» **Document excerpt**:
^^^^
Scottish Conservatives launch Holyrood campaign with 'rebuild' pledge
- Published
The Scottish Conservatives have launched their Holyrood election campaign by saying MSPs should be 100% focused on recovery from Covid-19.
Leader Douglas Ross said the vote on 6 May was a "straight choice" between recovery or an independence referendum.
He said his party would rebuild Scotland by creating jobs, fostering economic growth, restoring schools and improving infrastructure.
The Scottish Parliament is now in recess until the election.
Parties are launching campaigns with Holyrood now in recess until the vote.
The SNP has pledged to hold a referendum if there is another pro-independence majority in the Scottish Parliament after the election, and published draft legislation on Monday which it says would enable this.
Constitution Secretary Mike Russell has said the party wants to hold indyref2 once the pandemic is over, and within the first half of the next five-year Holyrood term.
And on Thursday, First Minister Nicola Sturgeon, the SNP leader, said independence would enable "a recovery made in Scotland" and give Holyrood "the powers needed to build a fairer and more prosperous country".
Launching the Tory campaign, Mr Ross said "we need to focus on our recovery - we need to rebuild Scotland now" rather than the constitution.
He added: "I do not want to go through the division of another referendum at any time, but it is even more important now that we do not make the current economic crisis worse by manufacturing a political crisis.
"The SNP don't want this election to be about their record in government over the last 14 years. Or their programme for government in the next five years.
"They want this election to be about one thing and one thing only - independence."
The MP said his party would set out a "positive plan for Scotland's recovery", which he said would include the recruitment of 3,000 more teachers, the reopening of local railways and stations and a focus on economic growth and jobs by "allowing every Scot to access £500 every year for training".
Mr Ross has confirmed that he intends to continue as the MP for Moray if he is elected as a Highlands and Islands list MSP, but said he would be taking "not a single penny" of his MSP salary.
He added: "I'll look at ways to set up a charity, but I will not benefit financially at all from being both an MP and an MSP."
^^^^
» **Data excerpt**:
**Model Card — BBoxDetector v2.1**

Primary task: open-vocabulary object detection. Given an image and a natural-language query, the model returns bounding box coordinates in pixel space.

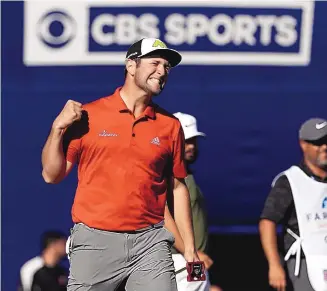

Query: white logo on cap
[316,121,327,129]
^^^^
Copy the article on the Scottish Conservatives' campaign launch from "Leader Douglas Ross" up to and including "until the election.", swapping "infrastructure" for "transport links".

» **Solved problem**:
Leader Douglas Ross said the vote on 6 May was a "straight choice" between recovery or an independence referendum.
He said his party would rebuild Scotland by creating jobs, fostering economic growth, restoring schools and improving transport links.
The Scottish Parliament is now in recess until the election.